TEXTO PROPORCIONADO:
━━━━━━
Para comprender la argumentación de Eschmann es menester tener presentes algunas cosas que ni él ni su adversario puntualizan, pero que me parecen imprescindibles en la cuestión.

«El todo es mayor que la parte». Este es un principio general que Santo Tomás incluye entre los axiomas. Pero el todo puede ser mayor, mejor o más perfecto que la parte, de dos maneras diferentes, según se trate de un todo que abarca partes homogéneas o de un todo que comprende partes heterogéneas.

En el primer caso, el axioma «El todo es mayor que la parte» es verdadero cuando se refiere a una perfección mayor, ora se la tome extensiva y difusivamente, ora se la considere intensiva y concentradamente, y aquí ninguna parte puede ser en bondad superior al todo. La flor es mayor que el cáliz, la corola, los estambres y los pistilos, sin posibilidad de que una de estas partes sea mayor que la flor.
━━━━━━
MATERIAL SUMINISTRADO:
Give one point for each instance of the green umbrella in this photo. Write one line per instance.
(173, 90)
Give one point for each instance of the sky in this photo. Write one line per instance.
━━━━━━
TAREA ASIGNADA: Pasa al inglés esta oración del texto proporcionado: «Este es un principio general que Santo Tomás incluye entre los axiomas».

RESPUESTA ESCRITA: This is a general principle that Saint Thomas includes among the axioms.